>>>
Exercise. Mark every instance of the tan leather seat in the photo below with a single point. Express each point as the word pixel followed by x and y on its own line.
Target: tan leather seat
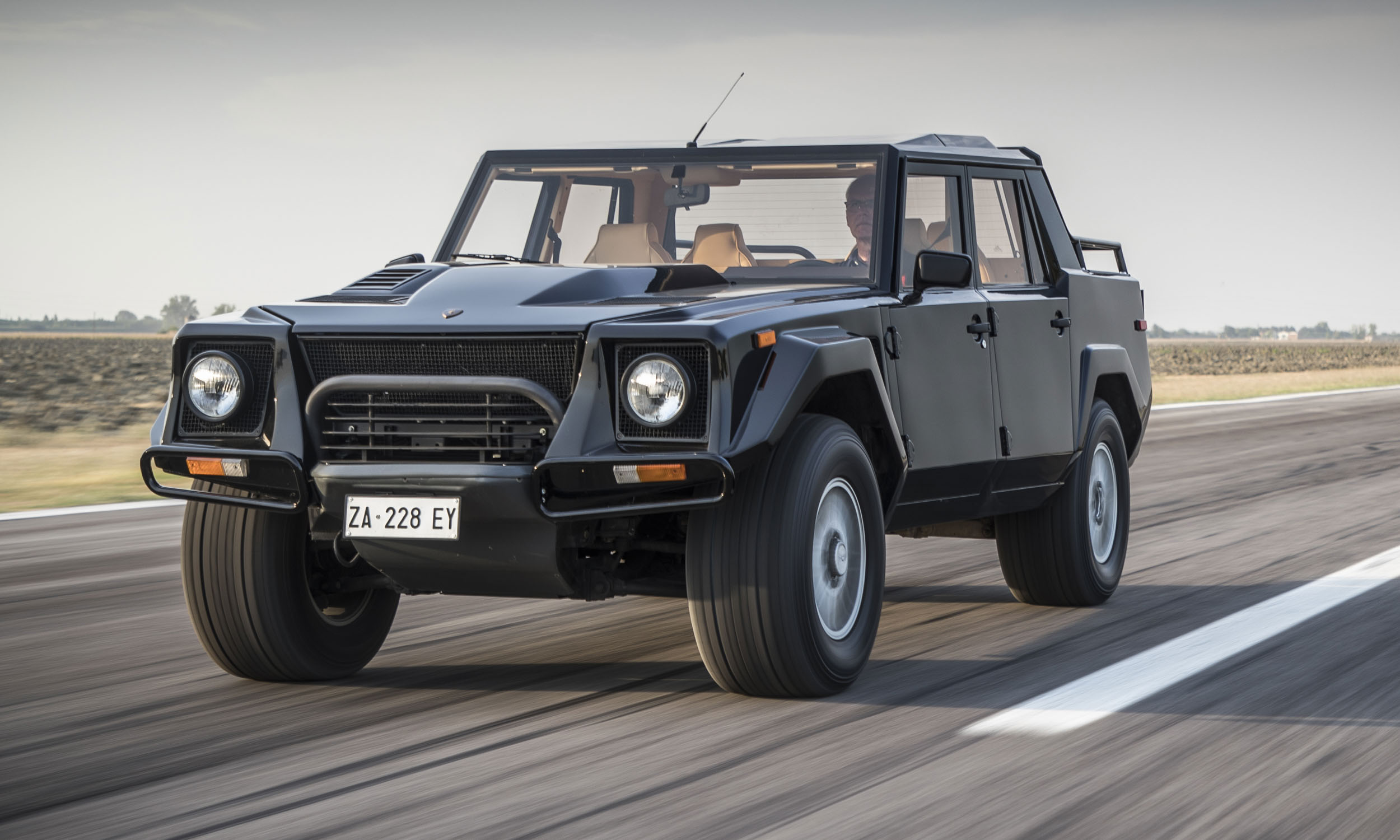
pixel 939 237
pixel 720 247
pixel 912 239
pixel 634 244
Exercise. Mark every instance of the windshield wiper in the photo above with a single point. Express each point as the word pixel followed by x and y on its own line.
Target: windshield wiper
pixel 502 256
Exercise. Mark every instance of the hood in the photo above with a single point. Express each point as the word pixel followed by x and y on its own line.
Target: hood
pixel 525 298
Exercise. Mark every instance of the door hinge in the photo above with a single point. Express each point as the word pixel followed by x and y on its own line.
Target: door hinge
pixel 892 342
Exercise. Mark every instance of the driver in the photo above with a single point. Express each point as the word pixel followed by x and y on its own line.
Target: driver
pixel 860 217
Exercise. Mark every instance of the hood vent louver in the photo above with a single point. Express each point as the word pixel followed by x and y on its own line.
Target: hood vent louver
pixel 385 281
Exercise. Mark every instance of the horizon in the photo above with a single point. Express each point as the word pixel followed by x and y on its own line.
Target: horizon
pixel 281 152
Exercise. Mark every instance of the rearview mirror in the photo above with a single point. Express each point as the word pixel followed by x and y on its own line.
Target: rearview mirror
pixel 687 197
pixel 941 269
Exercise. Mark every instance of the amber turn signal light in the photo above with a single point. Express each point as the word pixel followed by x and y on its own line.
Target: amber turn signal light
pixel 637 474
pixel 217 466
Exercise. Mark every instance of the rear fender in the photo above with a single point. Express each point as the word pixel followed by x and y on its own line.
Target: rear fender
pixel 1112 366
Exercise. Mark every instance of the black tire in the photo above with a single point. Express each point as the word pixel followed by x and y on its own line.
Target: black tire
pixel 247 589
pixel 1049 555
pixel 751 576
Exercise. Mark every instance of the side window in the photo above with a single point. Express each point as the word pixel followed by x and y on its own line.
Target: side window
pixel 590 208
pixel 1003 234
pixel 505 217
pixel 930 220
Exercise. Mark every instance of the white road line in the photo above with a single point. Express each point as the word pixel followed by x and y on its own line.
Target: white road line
pixel 90 508
pixel 1275 398
pixel 1133 679
pixel 90 580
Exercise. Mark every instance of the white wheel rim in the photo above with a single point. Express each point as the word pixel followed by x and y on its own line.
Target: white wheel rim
pixel 838 559
pixel 1104 503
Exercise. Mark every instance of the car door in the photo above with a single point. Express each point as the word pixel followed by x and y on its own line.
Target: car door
pixel 944 373
pixel 1031 328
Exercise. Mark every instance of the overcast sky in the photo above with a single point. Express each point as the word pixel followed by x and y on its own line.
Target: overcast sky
pixel 1244 153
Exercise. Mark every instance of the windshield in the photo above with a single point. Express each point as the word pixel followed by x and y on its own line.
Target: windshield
pixel 746 220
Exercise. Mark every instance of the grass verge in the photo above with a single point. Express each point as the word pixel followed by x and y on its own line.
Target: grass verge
pixel 68 468
pixel 1202 388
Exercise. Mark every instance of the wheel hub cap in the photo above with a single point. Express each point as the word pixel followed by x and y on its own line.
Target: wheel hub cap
pixel 1104 503
pixel 838 559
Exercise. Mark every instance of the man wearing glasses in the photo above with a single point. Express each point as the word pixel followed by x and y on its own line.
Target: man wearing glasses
pixel 860 217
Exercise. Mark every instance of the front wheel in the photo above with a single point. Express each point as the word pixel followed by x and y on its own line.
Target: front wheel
pixel 786 578
pixel 255 595
pixel 1070 550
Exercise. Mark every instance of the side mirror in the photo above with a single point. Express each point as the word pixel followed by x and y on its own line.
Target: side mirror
pixel 687 197
pixel 941 269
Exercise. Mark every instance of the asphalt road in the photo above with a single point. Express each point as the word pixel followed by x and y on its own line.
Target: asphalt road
pixel 524 718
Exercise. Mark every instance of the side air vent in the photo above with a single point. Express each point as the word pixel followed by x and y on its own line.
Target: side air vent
pixel 384 281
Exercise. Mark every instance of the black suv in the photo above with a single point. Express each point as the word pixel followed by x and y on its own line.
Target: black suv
pixel 717 373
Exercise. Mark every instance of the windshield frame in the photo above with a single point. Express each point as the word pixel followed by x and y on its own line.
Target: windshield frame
pixel 885 157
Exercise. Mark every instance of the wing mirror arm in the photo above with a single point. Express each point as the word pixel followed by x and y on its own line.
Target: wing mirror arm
pixel 940 269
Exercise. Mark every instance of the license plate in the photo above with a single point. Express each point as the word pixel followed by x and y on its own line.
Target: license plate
pixel 401 517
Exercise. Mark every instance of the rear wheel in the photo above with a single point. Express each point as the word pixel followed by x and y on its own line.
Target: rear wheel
pixel 256 598
pixel 1070 550
pixel 786 578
<<<
SHORT TASK: Render all the records above as a Markdown table with the columns Row and Line, one numbered row per line, skipping blank lines and leaving out the pictures.

FINISHED ANSWER:
| Row | Line |
|---|---|
| 1 | Exercise. Mark every instance of the tan leather seat in the photo below with a single point. Express each point as the word pixel followed by x and y on its own line. |
| 2 | Target: tan leather seat |
| 3 | pixel 939 237 |
| 4 | pixel 720 247 |
| 5 | pixel 912 239 |
| 6 | pixel 634 244 |
| 7 | Exercise. Mark every instance of the windshield wiper in the photo above with a single point. Express each point as the word pixel followed by x and y on its own line. |
| 8 | Target: windshield wiper |
| 9 | pixel 502 256 |
| 10 | Exercise. Mark every instance of the hood in the photo above with a single point. Express each point as the word pixel followed by x and y on its own line. |
| 11 | Target: hood |
| 12 | pixel 525 298 |
| 13 | Exercise. Mark every instance of the door hinge in the photo above with a single point. Express each point as the word pixel followed by x and y on its own line. |
| 14 | Target: door hinge |
| 15 | pixel 892 342 |
| 16 | Exercise. Mark every instance of the driver in the photo above with a single point. Express each point as the word pixel followed by x and y on its own line. |
| 17 | Target: driver |
| 18 | pixel 860 217 |
| 19 | Exercise. Mark every instance of the hood vent louver in the photo above with a single point. Express each point as the word pixel followed by x and y on its own line. |
| 20 | Target: hood vent louver |
| 21 | pixel 385 281 |
| 22 | Exercise. Mark every instance of the horizon in the photo above with a single point. Express each point as the word pixel followed by x and y on its own line. |
| 23 | Target: horizon |
| 24 | pixel 281 152 |
| 25 | Exercise. Mark every instance of the rearview mirror in the photo above with a single point. Express each point as the word pixel followed by x and y on its own line. |
| 26 | Target: rearview mirror |
| 27 | pixel 687 197 |
| 28 | pixel 941 269 |
| 29 | Exercise. Mark every instance of the amber turn signal light in the photo above with a single point. Express each point as the word pixel followed by x and y on its own line. |
| 30 | Target: amber turn signal light |
| 31 | pixel 637 474 |
| 32 | pixel 217 466 |
| 33 | Exercise. Mark every instance of the rear fender in the photo above with a single point. Express each point as the word pixel followed by x and y on its own line. |
| 34 | Target: rear fender |
| 35 | pixel 1112 366 |
| 36 | Exercise. Mark every instance of the black tire in the photo above with a single point. Express each point as the word pixel followed by x and y on its own line. |
| 37 | Target: black tire |
| 38 | pixel 247 589 |
| 39 | pixel 1049 555 |
| 40 | pixel 751 576 |
| 41 | Exercise. Mark every instance of the side window in the photo above with a single point. Express each point as the word pixel followed by x and y on its own line. |
| 42 | Target: side window |
| 43 | pixel 590 208 |
| 44 | pixel 1003 234 |
| 45 | pixel 505 217 |
| 46 | pixel 930 220 |
| 47 | Exercise. Mark every instance of the white road line in the photo above with a single point. Express each point as the word pixel followed by x and y on its own line. |
| 48 | Target: white road line |
| 49 | pixel 90 508 |
| 50 | pixel 1275 398 |
| 51 | pixel 1133 679 |
| 52 | pixel 90 580 |
| 53 | Exercise. Mark every instance of the white wheel rim in the photo above with a single point. Express each point as the word pixel followed by x and y on its own line. |
| 54 | Target: white wheel rim |
| 55 | pixel 838 559 |
| 56 | pixel 1104 503 |
| 57 | Exercise. Mark every instance of the car door in the photo above with a single point. Express each point as the word pixel followed by x and y on its own line. |
| 58 | Target: car door |
| 59 | pixel 944 373 |
| 60 | pixel 1031 328 |
| 61 | Exercise. Mark every instance of the overcast sky in the photo above with a single point. Express each point as the word pixel followed by x and y on its own line. |
| 62 | Target: overcast sky |
| 63 | pixel 1244 153 |
| 64 | Exercise. Mark every instance of the windshield in the photo above with a single point. Express each point as the word pixel followed by x and y on its own line. |
| 65 | Target: windshield |
| 66 | pixel 746 220 |
| 67 | Exercise. Mark every instance of the grass verge in the photo above with a single point. Express each point as the word pixel followed by x and y on its own line. |
| 68 | Target: grass verge |
| 69 | pixel 68 468 |
| 70 | pixel 1202 388 |
| 71 | Exercise. Mark every instance of the wheel hub cap in the photo above with a single point. Express each point as the word pixel followed by x and y on its own line. |
| 72 | Target: wheel hub cap |
| 73 | pixel 1104 503 |
| 74 | pixel 838 559 |
| 75 | Exercise. Mark every instance of the man wearing glasses in the photo above with a single point. Express each point as the word pixel followed by x and y on its own line. |
| 76 | Target: man wearing glasses |
| 77 | pixel 860 217 |
| 78 | Exercise. Mark every instance of the front wheel in the photo above with a single point. Express each point as the word pixel followed by x and y on its own line. |
| 79 | Target: front wheel |
| 80 | pixel 786 578 |
| 81 | pixel 255 595 |
| 82 | pixel 1070 550 |
| 83 | Exercise. Mark every instance of the side mirror in the photo above with a single point. Express each point as the word pixel followed by x and y on its own line. |
| 84 | Target: side mirror |
| 85 | pixel 687 197 |
| 86 | pixel 941 269 |
| 87 | Exercise. Mark every instance of the asphalt road in the photo above with a single point. Express each point as the word pixel followed by x and y on its own line. |
| 88 | Target: asphalt road |
| 89 | pixel 524 718 |
| 90 | Exercise. Mark every instance of the side air vent in the photo above with a single point. Express each point as the word pixel followed by x and y on its own line. |
| 91 | Target: side air vent |
| 92 | pixel 384 281 |
| 93 | Exercise. Mark every instance of the black suv in the photo above with a single point. Express each point as the word pixel followed by x and y on its own line. |
| 94 | Target: black suv |
| 95 | pixel 717 373 |
| 96 | Exercise. Mark every instance of the windshield frame in the photo above with a single point. Express each point as the word pixel followed by x and y on its own line. |
| 97 | Target: windshield frame |
| 98 | pixel 885 157 |
| 99 | Exercise. Mark every instance of the wing mirror arm in the photo above with a single point. Express each point as the word pixel followed by x and y on its own line. |
| 100 | Target: wing mirror arm |
| 101 | pixel 940 269 |
| 102 | Exercise. Mark every instance of the license plate in the photo above with a single point. Express each point as the word pixel followed by x and y on its own line. |
| 103 | Target: license plate |
| 104 | pixel 401 517 |
| 105 | Exercise. Mark every instance of the rear wheel in the photo above with a single point. Express each point as the word pixel followed by x and y on its own line. |
| 106 | Target: rear wheel |
| 107 | pixel 256 598 |
| 108 | pixel 1070 550 |
| 109 | pixel 786 578 |